* _Task to complete_
The required output is every record, reproduced exactly.

*** Provided material Section Begins ***

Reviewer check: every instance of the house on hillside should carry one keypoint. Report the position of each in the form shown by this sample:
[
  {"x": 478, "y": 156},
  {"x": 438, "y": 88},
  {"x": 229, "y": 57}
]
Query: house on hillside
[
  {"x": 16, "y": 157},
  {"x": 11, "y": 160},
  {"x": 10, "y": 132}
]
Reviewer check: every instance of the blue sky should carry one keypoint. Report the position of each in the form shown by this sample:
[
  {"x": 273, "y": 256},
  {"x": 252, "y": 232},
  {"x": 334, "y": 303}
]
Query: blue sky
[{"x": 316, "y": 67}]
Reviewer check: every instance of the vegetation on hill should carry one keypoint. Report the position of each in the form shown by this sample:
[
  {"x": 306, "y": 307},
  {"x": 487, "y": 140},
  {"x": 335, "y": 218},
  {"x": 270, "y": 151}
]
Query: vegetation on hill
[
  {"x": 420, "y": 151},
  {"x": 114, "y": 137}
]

*** Provided material Section Ends ***

* _Written response_
Reviewer check: every instance of the house on hillside should carry one keypoint. Report the position of each in the form shown by this sample:
[
  {"x": 478, "y": 156},
  {"x": 438, "y": 88},
  {"x": 229, "y": 57}
]
Query: house on hillside
[
  {"x": 16, "y": 157},
  {"x": 11, "y": 160},
  {"x": 10, "y": 132}
]
Reviewer check: every instance of the blue sky should carry one keypoint. Report the position of each in the form shown by this sample:
[
  {"x": 273, "y": 256},
  {"x": 252, "y": 232},
  {"x": 334, "y": 303}
]
Query: blue sky
[{"x": 316, "y": 67}]
Reviewer check: every instance of the vegetation on hill should carry one keypoint. Report the position of each in the form shown by this sample:
[
  {"x": 306, "y": 307},
  {"x": 487, "y": 140},
  {"x": 335, "y": 218},
  {"x": 270, "y": 151}
]
Query: vegetation on hill
[
  {"x": 420, "y": 151},
  {"x": 114, "y": 137}
]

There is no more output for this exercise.